====== AVAILABLE RECORDS

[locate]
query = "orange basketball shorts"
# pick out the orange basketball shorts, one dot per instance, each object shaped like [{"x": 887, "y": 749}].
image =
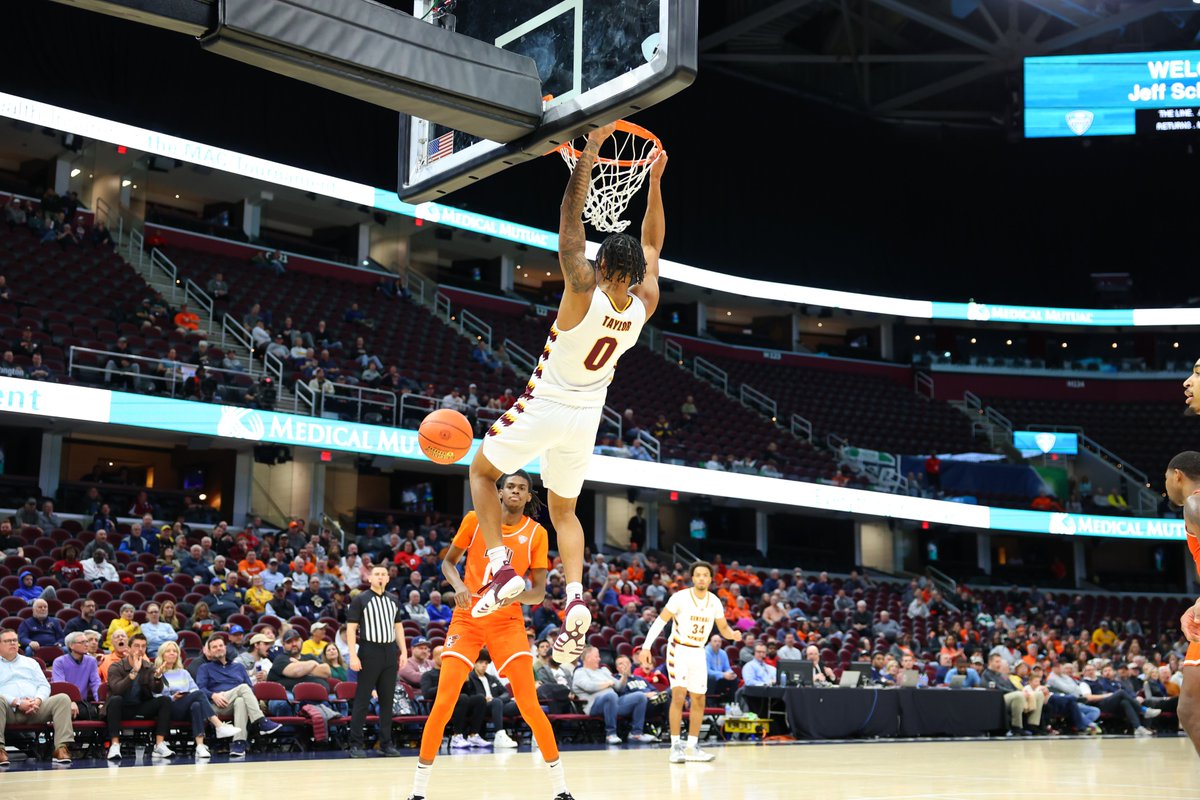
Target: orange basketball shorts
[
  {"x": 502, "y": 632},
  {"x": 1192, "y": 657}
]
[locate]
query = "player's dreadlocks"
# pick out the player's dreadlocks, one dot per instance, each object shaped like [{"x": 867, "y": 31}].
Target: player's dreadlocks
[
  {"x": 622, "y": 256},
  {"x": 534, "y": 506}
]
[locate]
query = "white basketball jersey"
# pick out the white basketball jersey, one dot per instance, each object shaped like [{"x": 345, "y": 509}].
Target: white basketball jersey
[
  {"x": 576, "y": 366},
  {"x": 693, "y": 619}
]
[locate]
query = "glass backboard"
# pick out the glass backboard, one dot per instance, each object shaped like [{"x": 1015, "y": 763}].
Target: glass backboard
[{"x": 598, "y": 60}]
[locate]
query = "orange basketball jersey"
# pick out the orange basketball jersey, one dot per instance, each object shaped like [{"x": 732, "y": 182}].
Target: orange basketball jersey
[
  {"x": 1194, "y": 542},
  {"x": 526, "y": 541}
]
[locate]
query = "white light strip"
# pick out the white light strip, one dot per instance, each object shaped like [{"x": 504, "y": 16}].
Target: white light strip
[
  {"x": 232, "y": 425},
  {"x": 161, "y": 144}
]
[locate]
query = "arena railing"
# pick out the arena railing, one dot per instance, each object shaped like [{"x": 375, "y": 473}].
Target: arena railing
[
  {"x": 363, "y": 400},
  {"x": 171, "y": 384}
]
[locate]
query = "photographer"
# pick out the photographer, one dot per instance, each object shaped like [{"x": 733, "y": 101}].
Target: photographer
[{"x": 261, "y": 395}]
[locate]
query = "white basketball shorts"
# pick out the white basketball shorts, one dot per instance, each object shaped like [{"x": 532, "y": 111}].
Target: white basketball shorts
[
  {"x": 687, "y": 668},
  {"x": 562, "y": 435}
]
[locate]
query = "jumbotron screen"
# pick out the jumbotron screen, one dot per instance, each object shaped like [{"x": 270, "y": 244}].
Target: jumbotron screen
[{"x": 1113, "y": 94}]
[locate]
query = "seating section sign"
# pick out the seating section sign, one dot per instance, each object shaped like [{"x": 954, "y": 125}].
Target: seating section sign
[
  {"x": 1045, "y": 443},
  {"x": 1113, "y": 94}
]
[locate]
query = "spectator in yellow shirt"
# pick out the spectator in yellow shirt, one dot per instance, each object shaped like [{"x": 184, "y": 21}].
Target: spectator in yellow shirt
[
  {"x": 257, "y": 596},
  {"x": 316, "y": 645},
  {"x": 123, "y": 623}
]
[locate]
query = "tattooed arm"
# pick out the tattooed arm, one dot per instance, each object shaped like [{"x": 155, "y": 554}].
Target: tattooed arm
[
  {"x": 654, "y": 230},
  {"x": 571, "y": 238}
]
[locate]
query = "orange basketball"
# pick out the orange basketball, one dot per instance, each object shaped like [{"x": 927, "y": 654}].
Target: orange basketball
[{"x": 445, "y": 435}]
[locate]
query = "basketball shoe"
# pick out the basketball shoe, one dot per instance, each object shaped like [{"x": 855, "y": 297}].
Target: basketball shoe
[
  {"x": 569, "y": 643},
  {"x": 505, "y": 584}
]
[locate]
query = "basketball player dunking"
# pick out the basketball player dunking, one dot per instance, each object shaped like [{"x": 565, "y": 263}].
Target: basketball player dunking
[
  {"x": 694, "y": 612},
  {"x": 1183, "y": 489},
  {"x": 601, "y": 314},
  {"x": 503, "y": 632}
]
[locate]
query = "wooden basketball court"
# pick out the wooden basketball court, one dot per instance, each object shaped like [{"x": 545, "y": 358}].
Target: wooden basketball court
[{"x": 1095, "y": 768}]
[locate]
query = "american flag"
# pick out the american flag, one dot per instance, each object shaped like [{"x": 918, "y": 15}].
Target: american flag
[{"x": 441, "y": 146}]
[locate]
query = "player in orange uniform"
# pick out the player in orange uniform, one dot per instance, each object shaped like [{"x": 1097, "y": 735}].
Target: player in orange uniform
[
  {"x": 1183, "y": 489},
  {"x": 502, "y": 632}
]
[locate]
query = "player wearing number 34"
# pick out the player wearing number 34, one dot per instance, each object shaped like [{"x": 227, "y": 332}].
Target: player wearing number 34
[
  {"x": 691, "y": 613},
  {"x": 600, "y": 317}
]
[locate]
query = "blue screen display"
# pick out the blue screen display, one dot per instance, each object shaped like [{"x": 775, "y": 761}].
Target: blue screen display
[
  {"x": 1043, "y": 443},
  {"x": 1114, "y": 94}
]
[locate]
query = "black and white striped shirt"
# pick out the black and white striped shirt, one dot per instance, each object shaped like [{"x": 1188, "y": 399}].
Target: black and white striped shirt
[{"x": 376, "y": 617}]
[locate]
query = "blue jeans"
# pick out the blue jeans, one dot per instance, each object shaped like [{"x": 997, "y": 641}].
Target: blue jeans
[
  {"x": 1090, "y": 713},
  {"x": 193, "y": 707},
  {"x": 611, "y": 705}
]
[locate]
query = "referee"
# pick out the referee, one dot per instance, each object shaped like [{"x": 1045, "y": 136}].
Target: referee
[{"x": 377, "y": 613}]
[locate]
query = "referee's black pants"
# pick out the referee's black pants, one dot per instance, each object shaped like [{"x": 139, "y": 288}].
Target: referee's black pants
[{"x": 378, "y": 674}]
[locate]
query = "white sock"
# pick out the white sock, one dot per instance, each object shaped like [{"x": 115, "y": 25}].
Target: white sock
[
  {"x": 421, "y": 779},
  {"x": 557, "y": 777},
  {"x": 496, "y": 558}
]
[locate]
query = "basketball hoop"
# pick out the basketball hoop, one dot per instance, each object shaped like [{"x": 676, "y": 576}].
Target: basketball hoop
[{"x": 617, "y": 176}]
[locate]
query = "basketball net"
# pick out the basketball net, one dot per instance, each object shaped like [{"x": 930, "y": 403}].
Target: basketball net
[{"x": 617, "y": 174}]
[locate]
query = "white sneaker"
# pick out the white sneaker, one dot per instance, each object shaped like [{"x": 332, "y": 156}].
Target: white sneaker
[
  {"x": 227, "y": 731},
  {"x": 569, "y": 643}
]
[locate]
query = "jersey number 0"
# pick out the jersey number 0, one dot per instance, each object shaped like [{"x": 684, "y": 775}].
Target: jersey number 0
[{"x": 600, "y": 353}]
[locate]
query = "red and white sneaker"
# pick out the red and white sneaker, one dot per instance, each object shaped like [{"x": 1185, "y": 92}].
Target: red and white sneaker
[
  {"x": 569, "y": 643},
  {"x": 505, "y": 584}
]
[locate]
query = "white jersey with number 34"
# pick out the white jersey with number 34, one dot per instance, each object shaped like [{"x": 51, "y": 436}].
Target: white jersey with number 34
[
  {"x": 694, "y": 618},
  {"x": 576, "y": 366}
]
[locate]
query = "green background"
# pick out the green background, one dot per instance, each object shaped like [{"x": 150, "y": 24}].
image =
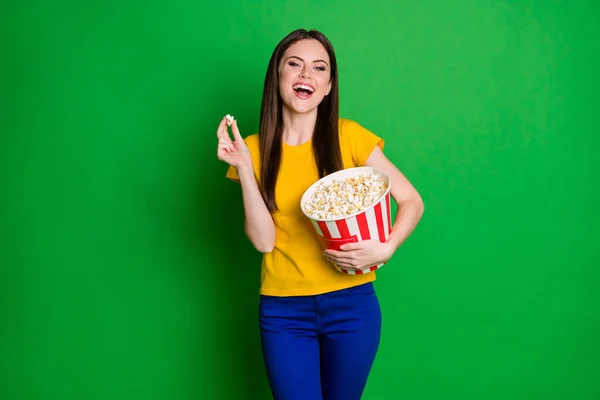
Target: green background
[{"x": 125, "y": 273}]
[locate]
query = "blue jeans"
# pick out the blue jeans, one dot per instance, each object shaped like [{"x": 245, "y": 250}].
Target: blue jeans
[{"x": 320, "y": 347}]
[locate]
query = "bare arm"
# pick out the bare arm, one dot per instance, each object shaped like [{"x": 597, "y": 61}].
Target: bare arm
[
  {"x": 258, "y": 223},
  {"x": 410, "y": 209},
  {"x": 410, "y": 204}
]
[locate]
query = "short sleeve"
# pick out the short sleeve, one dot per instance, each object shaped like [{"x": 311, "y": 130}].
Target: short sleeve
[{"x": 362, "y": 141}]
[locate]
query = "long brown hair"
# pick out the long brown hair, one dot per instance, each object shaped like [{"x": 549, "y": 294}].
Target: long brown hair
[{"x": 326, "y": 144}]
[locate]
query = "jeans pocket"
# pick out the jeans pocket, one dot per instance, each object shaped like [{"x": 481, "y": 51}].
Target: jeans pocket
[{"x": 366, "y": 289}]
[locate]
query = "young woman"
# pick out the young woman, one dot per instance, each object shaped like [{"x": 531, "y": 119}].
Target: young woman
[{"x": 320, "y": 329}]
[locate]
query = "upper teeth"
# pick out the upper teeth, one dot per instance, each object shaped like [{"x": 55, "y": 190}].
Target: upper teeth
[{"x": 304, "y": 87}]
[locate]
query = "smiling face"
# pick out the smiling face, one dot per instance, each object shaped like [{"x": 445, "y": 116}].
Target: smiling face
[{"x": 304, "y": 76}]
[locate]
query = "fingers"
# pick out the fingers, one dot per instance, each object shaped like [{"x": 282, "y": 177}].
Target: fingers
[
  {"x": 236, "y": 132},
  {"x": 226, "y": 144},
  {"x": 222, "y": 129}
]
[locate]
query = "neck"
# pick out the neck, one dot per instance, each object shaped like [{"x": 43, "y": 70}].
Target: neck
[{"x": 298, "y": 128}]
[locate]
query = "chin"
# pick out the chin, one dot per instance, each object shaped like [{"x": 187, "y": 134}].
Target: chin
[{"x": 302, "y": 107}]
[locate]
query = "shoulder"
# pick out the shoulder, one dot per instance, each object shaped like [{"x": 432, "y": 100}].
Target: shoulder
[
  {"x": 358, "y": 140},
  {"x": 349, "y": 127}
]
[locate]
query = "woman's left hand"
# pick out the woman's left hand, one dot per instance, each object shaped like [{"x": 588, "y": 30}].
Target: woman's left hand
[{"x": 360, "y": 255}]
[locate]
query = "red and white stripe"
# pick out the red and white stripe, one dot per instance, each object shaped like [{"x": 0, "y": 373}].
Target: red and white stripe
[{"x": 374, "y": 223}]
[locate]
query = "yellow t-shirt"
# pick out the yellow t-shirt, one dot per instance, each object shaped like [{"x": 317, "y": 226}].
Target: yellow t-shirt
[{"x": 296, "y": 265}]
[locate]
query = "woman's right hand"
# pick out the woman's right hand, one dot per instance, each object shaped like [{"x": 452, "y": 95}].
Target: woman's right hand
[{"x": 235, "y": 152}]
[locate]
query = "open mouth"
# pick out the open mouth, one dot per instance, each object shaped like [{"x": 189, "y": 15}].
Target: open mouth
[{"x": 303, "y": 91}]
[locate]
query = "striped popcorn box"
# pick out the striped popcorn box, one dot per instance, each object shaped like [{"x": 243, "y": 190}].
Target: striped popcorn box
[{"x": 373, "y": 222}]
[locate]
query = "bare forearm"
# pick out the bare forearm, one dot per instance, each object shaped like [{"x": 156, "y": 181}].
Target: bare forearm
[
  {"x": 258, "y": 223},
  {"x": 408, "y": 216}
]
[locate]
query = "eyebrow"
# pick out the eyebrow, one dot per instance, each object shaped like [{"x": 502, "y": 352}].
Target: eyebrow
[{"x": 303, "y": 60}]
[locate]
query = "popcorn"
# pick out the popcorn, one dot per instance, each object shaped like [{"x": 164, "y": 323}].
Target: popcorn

============

▶ _GIVEN REQUEST_: Count how many lines in the records contain the string "shorts". Reply with the number alone.

▶ _COMPLETE OUTPUT_: 6